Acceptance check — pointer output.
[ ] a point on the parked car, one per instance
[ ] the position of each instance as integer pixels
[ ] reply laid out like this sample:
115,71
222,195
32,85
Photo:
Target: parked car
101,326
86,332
================
AIM: Turn the whole listing above into a numbered list, one line per item, and leave out any blank lines.

COMPLETE OUTPUT:
1. Acceptance check — pointer output.
2. [ ] a point on the parked car, one per instance
3. [ ] the position of each instance as integer pixels
4. [ ] reply laid out like this sample:
5. 115,71
6. 222,195
7. 32,85
8. Photo:
9. Target: parked car
10. 101,326
11. 86,332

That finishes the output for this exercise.